─── SOURCE ───

# W/M2 conversion to PAR?



## Bunsen Honeydew (Feb 21, 2017)

easttech said:


> Hello,
> 
> I was given a meter which is used in the solar industry and provides light measurements in units of W/M2. I have tried searching and doing a conversion but have come up empty. Can anyone help. It was free so I am hoping it can be used.
> 
> Thank you.


A solar meter is going to give you the total light (similar to lumens), whereas PAR is a smaller part of the spectrum, so any conversion would be fairly rough. That being said, you can usually do a rough approximation of PAR from lumens. Maybe try finding the relationship between W/m2 and lumens to get there?


----------



## jeffkrol (Jun 5, 2013)

easttech said:


> Hello,
> 
> I was given a meter which is used in the solar industry and provides light measurements in units of W/M2. I have tried searching and doing a conversion but have come up empty. Can anyone help. It was free so I am hoping it can be used.
> 
> Thank you.





> To convert units, multiply the measurement from the sensor, in units of µmol m-2 s-1, by 0.327 J µmol-1. This converts the UV measurement to units of J m-2 s-1, which is W m-2.


Use this backwards.. divide meter reading by .327....
https://www.apogeeinstruments.com/conversion-ppf-to-watts/

Test it in full daylight..At noon in CT. should be about 2000 PPFD (PAR) on a clear day..









won't be accurate but we will know if it is in the ballpark..


----------



## easttech (Mar 16, 2013)

Let me get a battery for it and give it a try.

Thank you


----------



## jeffkrol (Jun 5, 2013)

fun calculator..
https://www2.pvlighthouse.com.au/ca...rum calculator/solar spectrum calculator.aspx


----------

───

* [SHORT TASK A] Please resize everything in the records from the line that contains "[outline] dark building, every instance" down to the end of the records, both ends included. Repeat each of those lines, requests included, but multiply every vertex coordinate in the results by 0.25 and round it to a whole number, with halves rounded up.
The records are unrelated to the forum thread above.

─── DATA SHOWN ───

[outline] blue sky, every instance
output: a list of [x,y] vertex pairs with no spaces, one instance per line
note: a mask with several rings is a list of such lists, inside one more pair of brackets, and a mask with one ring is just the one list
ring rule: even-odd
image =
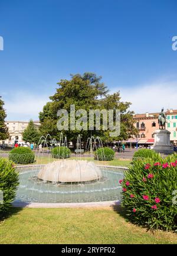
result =
[[136,112],[177,109],[176,11],[176,0],[0,0],[7,119],[38,119],[57,82],[84,72]]

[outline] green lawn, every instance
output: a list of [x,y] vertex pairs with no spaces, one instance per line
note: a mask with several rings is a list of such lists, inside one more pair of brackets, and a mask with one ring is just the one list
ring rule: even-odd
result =
[[176,234],[147,232],[111,207],[12,210],[14,215],[0,222],[0,244],[177,243]]

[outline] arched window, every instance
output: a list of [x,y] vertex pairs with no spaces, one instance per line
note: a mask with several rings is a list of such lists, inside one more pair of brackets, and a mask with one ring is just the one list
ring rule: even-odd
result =
[[145,129],[145,124],[143,122],[141,124],[141,129]]

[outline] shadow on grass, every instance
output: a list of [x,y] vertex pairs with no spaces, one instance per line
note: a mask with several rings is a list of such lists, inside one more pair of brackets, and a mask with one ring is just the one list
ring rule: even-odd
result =
[[[25,205],[27,205],[28,203],[25,203]],[[25,207],[24,204],[23,204],[22,207],[15,207],[14,206],[13,206],[13,205],[11,204],[11,206],[10,206],[9,210],[7,212],[2,213],[0,215],[0,223],[5,219],[9,218],[12,215],[17,215],[23,209],[24,207]]]

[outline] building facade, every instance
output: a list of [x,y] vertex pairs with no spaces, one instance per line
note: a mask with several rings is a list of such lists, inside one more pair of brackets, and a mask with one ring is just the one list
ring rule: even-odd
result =
[[[167,109],[166,129],[171,132],[171,141],[176,145],[177,141],[177,110]],[[136,114],[135,126],[139,131],[136,138],[139,144],[152,144],[154,143],[154,132],[159,129],[158,116],[159,113]]]
[[[34,121],[36,127],[40,125],[39,121]],[[0,141],[0,144],[5,144],[6,147],[13,147],[15,143],[24,144],[22,132],[27,127],[28,122],[25,121],[6,121],[5,124],[8,128],[9,138],[8,140]]]

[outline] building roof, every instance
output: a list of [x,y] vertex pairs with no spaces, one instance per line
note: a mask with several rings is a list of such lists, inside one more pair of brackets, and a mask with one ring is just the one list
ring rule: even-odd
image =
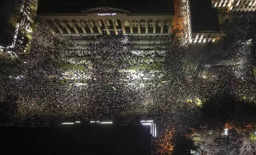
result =
[[145,125],[95,124],[0,127],[1,155],[150,155]]
[[220,32],[217,9],[213,8],[211,0],[190,0],[192,32]]
[[0,46],[12,45],[15,29],[8,22],[8,16],[16,0],[0,1]]
[[81,13],[87,9],[108,6],[130,11],[131,13],[174,14],[173,0],[39,0],[37,12],[43,13]]

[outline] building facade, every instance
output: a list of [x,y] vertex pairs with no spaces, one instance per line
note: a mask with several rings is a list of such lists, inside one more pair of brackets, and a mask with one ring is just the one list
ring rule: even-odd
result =
[[39,15],[52,34],[69,44],[75,42],[82,48],[86,48],[89,42],[85,42],[85,38],[111,34],[129,36],[134,38],[131,42],[134,42],[136,46],[147,48],[150,42],[167,41],[173,16],[172,13],[132,13],[107,7],[88,9],[80,14]]
[[198,9],[198,1],[188,0],[187,13],[189,43],[214,42],[225,35],[220,31],[217,13],[209,3],[202,0],[204,8]]
[[255,0],[211,0],[213,7],[225,9],[228,12],[255,11]]

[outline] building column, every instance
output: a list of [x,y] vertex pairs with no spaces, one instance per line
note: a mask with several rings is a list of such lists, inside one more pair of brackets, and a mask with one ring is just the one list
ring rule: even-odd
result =
[[125,32],[125,28],[124,28],[124,21],[121,21],[121,25],[122,26],[122,29],[123,30],[123,33],[126,33]]
[[155,26],[156,25],[156,21],[153,21],[153,33],[155,33]]
[[171,33],[172,30],[172,23],[171,21],[169,22],[169,25],[168,26],[168,33]]
[[62,24],[63,26],[65,27],[65,28],[66,28],[66,30],[67,30],[67,31],[68,31],[68,33],[71,33],[71,31],[70,31],[70,30],[68,28],[68,25],[66,24],[66,23],[65,23],[65,22],[61,21],[60,23]]
[[73,21],[71,21],[71,22],[70,22],[70,23],[71,23],[71,25],[72,25],[72,26],[73,26],[73,28],[74,29],[74,30],[75,30],[75,31],[76,31],[76,33],[79,33],[79,31],[78,31],[78,30],[77,28],[76,28],[76,25],[75,25],[73,22]]
[[103,23],[104,23],[104,26],[105,26],[105,28],[107,31],[107,34],[109,35],[110,34],[110,32],[109,32],[109,27],[108,27],[108,25],[107,24],[107,22],[106,21],[103,21]]
[[79,25],[79,26],[82,29],[82,30],[83,30],[83,33],[86,33],[86,30],[85,30],[85,29],[84,28],[84,27],[83,27],[83,24],[82,24],[82,22],[81,22],[80,21],[76,21],[76,22],[78,23],[78,24]]
[[146,21],[146,23],[145,25],[145,27],[146,28],[146,33],[148,33],[148,29],[147,26],[148,26],[148,22],[147,21]]
[[161,33],[163,33],[163,25],[165,23],[165,22],[163,21],[161,22],[161,30],[160,32]]
[[94,31],[93,31],[93,29],[92,27],[91,27],[91,23],[90,21],[86,21],[86,23],[87,23],[87,25],[88,25],[88,26],[89,26],[89,28],[90,28],[90,30],[91,30],[91,32],[93,34],[94,34]]
[[52,21],[50,20],[48,20],[47,19],[46,20],[46,21],[45,21],[45,23],[46,25],[48,27],[48,28],[49,28],[49,30],[50,31],[50,32],[52,33],[53,34],[55,34],[56,33],[55,32],[55,28],[53,28],[53,26],[52,24]]
[[129,21],[129,25],[130,25],[130,30],[131,32],[131,33],[133,33],[133,30],[132,29],[132,21]]
[[140,33],[140,21],[138,21],[138,33]]
[[57,23],[57,22],[58,23],[58,21],[57,21],[56,20],[55,20],[55,21],[52,21],[52,23],[55,25],[55,26],[57,27],[57,28],[59,30],[60,33],[62,33],[62,34],[64,33],[64,32],[63,32],[63,30],[61,29],[60,27],[60,26],[59,26],[58,24],[58,23]]
[[113,26],[114,26],[114,32],[116,33],[116,34],[118,34],[118,31],[117,31],[117,28],[116,28],[116,25],[115,20],[114,21],[112,21],[112,23],[113,23]]
[[101,28],[100,27],[99,25],[98,21],[96,21],[95,22],[95,25],[96,25],[96,26],[97,26],[97,28],[98,29],[98,31],[99,31],[99,33],[102,33],[102,32],[101,32]]

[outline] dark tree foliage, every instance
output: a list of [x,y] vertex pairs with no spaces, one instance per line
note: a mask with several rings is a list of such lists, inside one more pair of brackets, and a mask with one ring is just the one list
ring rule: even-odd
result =
[[191,139],[180,133],[175,134],[172,140],[174,144],[173,155],[191,155],[192,151],[197,151],[199,149]]
[[256,123],[256,104],[234,97],[209,98],[203,104],[201,111],[205,123],[210,127],[224,127],[226,123],[231,122],[239,128],[244,128]]

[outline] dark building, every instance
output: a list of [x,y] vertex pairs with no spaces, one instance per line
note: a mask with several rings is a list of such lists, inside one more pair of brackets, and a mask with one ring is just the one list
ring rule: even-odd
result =
[[190,0],[187,3],[190,43],[212,41],[224,34],[219,28],[218,13],[210,0]]
[[153,155],[153,138],[141,125],[0,127],[1,155]]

───

* [SHORT TASK B]
Answer these questions from the forum thread on converting W/M2 to PAR:
(i) In what units does the meter that easttech was given report light?
(ii) By what number does jeffkrol say to divide the meter reading?
(iii) About what PPFD reading should a clear day at noon in CT give?

* [FINAL ANSWER A]
[outline] dark building, every instance
output: a list of [x,y] vertex pairs with no spaces, one instance per line
note: a mask with several rings is a list of such lists, inside one more pair of brackets, and a mask with one ring is just the one list
ring rule: even-odd
result =
[[48,0],[47,1],[48,11],[53,10],[56,9],[55,7],[55,3],[53,0]]
[[38,39],[38,35],[35,31],[0,32],[0,39]]

* [FINAL ANSWER B]
(i) W/M2
(ii) .327
(iii) About 2000